_THE TASK_
Word for word, print every entry below.

_Saved entries_
=======

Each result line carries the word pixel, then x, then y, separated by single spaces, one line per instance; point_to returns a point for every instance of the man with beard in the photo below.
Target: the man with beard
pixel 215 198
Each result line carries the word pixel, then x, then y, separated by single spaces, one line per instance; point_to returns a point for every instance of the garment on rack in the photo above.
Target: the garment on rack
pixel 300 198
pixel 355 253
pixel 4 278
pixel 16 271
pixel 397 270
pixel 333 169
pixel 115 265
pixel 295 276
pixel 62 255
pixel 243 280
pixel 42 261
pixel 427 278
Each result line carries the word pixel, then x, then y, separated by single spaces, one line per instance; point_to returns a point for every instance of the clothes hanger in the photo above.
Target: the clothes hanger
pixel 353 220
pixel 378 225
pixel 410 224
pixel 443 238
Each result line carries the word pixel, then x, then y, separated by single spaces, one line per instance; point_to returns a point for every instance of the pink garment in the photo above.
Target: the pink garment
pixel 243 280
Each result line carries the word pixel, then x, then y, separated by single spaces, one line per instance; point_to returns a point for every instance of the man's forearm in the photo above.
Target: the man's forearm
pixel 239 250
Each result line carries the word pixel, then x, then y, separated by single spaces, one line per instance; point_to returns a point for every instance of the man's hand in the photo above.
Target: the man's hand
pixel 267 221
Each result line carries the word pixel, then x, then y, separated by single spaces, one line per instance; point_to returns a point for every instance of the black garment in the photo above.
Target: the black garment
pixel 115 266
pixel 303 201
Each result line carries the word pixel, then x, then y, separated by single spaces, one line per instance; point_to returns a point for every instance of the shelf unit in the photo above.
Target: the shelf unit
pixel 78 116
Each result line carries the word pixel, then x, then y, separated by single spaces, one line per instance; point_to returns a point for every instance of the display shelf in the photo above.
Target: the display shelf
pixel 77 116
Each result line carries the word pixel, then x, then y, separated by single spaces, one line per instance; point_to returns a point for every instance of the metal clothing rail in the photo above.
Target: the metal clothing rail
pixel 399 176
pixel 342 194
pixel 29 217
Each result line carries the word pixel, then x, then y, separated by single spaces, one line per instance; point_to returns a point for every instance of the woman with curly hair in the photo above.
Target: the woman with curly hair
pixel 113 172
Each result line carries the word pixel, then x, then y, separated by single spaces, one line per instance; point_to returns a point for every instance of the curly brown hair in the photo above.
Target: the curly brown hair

=======

_THE COMPLETED TASK_
Each result line carries the word pixel, then x, then y, separated by single spaces, one line per instance; point_to returns a point for every instance of the man with beard in the photo below.
Target: the man with beard
pixel 215 198
Each result line carries the word pixel, then x, then y, separated by single spaces, one line per instance; point_to returns a point for every instance of the garment on rack in the photo above.
Target: the garment on rack
pixel 300 198
pixel 355 253
pixel 4 278
pixel 16 271
pixel 397 270
pixel 333 169
pixel 115 265
pixel 295 276
pixel 62 255
pixel 243 280
pixel 42 261
pixel 427 278
Each result line carries the word pixel, then x, then y, separated by single spaces, one line per instance; point_to returns a point for every instance of the clothes hanger in the photo above.
Target: the clothes hanger
pixel 353 220
pixel 378 225
pixel 410 224
pixel 443 238
Each result line carries the word pixel, then x, then y, separated by single spaces, one line per instance; point_to returns a point for every instance of the pink garment in the photo above.
Target: the pink garment
pixel 243 280
Each result line carries the word pixel, then x, then y, separated by single spaces, one line per instance; point_to returns a point for every instance of the man's forearm in the photo above.
Target: the man's forearm
pixel 239 250
Each result line carries the word pixel, then x, then y, separated by single spaces, one line per instance; point_to returns a point for every instance of the man's hand in the photo above.
Target: the man's hand
pixel 267 221
Each result line carries the word pixel, then x, then y, separated by single spaces, one line per instance; point_to returns a point for every instance of the black garment in the photo above.
Target: the black garment
pixel 115 266
pixel 303 201
Each result line carries the word pixel, then x, then y, separated by single spaces, one line per instance; point_to returns a point for every instance of the shelf unit in the photo above.
Target: the shelf unit
pixel 78 116
Each result line carries the word pixel, then x, then y, separated by single spaces, one line per instance; point_to returns a point for every instance of the display shelf in the photo above.
Target: the display shelf
pixel 77 116
Each result line carries the word pixel, then x, then y, separated by single spaces, one line per instance; point_to returns a point for every instance of the metal clothing rail in the photo above.
Target: the metal clothing rail
pixel 399 176
pixel 342 194
pixel 29 217
Each result line carries the word pixel, then x, then y, separated by single spaces, one line per instance; point_to returns a point for every instance of the woman with curly hair in the photo above.
Target: the woman with curly hair
pixel 113 172
Each result line carries the word pixel, then x, then y, separated by single spaces, one line per instance; point_to returns a point for every instance of the curly brown hair in the photo above.
Target: the curly brown hair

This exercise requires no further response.